* Start Data shown *
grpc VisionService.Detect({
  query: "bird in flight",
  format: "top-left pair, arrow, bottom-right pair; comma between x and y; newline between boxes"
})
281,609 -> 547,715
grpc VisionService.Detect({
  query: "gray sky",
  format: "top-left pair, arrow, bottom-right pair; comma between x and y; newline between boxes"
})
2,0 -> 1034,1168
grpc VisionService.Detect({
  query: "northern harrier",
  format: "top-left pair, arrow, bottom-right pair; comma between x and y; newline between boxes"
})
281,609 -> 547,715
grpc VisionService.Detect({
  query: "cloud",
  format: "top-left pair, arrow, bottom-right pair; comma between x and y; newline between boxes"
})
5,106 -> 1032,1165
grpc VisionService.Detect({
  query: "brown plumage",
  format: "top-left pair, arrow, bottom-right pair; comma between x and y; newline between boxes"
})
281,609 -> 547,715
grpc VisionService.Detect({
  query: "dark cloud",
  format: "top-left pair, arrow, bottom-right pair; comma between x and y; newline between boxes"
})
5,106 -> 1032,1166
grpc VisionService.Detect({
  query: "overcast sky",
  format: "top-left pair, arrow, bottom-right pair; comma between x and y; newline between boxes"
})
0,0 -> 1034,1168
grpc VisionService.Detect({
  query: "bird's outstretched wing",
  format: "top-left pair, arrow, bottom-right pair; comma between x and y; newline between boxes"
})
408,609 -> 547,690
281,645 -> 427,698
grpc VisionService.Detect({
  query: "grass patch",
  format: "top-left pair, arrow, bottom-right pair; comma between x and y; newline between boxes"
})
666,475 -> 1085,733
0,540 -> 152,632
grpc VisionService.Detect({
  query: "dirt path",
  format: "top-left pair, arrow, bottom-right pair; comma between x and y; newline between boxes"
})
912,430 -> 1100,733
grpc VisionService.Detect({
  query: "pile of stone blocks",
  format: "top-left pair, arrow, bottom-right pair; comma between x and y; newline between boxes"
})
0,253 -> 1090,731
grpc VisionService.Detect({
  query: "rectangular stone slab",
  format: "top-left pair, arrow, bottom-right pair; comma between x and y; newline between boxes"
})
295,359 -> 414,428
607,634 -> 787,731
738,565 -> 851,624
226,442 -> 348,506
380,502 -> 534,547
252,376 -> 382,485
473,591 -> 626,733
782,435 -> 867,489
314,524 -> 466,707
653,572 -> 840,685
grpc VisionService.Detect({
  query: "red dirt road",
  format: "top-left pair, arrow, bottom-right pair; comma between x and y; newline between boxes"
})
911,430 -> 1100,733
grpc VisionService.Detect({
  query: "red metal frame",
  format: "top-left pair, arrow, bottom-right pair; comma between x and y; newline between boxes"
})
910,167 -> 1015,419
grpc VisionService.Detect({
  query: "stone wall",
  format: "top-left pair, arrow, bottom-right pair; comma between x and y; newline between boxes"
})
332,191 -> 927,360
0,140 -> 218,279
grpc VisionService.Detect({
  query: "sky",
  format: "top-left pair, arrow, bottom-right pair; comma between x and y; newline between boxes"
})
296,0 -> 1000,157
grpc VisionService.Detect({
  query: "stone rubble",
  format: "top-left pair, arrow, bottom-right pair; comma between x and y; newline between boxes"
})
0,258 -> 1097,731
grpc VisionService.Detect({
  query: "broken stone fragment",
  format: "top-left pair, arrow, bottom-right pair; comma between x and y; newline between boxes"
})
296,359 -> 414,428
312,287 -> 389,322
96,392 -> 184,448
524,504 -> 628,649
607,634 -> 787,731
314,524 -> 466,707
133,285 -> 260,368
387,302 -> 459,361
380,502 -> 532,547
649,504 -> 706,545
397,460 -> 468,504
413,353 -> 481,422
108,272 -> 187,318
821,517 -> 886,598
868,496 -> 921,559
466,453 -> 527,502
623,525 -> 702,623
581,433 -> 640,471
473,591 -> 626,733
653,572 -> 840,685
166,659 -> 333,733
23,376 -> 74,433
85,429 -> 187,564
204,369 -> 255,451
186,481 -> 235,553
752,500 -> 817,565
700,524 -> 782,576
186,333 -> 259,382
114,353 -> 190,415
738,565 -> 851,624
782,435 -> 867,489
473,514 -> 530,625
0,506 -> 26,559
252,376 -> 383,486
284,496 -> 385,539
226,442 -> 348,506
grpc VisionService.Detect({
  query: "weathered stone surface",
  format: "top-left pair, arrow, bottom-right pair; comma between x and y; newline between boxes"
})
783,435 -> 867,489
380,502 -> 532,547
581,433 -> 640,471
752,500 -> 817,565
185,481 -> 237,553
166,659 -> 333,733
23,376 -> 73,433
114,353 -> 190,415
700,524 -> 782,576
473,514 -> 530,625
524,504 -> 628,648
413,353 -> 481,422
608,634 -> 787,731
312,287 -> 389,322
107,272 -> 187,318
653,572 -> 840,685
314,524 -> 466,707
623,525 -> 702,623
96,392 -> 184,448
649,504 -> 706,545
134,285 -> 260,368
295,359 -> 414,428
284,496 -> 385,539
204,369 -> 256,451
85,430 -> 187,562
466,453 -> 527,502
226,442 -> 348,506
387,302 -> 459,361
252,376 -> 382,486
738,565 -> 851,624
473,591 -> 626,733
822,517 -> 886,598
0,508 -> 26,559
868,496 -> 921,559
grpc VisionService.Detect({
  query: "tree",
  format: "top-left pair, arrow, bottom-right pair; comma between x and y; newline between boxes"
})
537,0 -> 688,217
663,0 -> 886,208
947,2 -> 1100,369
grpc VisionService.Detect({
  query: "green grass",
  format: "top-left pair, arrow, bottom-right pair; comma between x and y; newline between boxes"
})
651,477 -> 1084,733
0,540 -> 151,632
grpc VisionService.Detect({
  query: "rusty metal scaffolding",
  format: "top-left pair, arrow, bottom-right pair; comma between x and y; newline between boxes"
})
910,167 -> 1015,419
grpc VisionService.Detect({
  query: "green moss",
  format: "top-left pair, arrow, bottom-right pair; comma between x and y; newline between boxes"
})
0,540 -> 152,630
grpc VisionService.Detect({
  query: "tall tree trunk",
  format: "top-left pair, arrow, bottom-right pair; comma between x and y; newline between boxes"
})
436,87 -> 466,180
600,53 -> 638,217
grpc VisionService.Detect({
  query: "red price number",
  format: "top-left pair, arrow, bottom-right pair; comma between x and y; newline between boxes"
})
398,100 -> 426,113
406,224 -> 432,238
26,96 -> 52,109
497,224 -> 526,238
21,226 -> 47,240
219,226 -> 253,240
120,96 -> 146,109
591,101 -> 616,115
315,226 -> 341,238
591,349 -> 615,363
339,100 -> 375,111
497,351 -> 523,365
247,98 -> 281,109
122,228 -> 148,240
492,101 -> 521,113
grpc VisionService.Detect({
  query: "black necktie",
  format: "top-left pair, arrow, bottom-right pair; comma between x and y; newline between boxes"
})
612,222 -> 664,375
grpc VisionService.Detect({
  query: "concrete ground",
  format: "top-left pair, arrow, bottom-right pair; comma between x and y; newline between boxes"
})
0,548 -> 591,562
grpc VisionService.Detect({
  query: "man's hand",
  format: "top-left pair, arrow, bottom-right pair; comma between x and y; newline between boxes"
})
* End Data shown *
--- Goal ---
Count the lines in the data above that contain the word "stone" and give only that number.

--- Exercise solution ---
6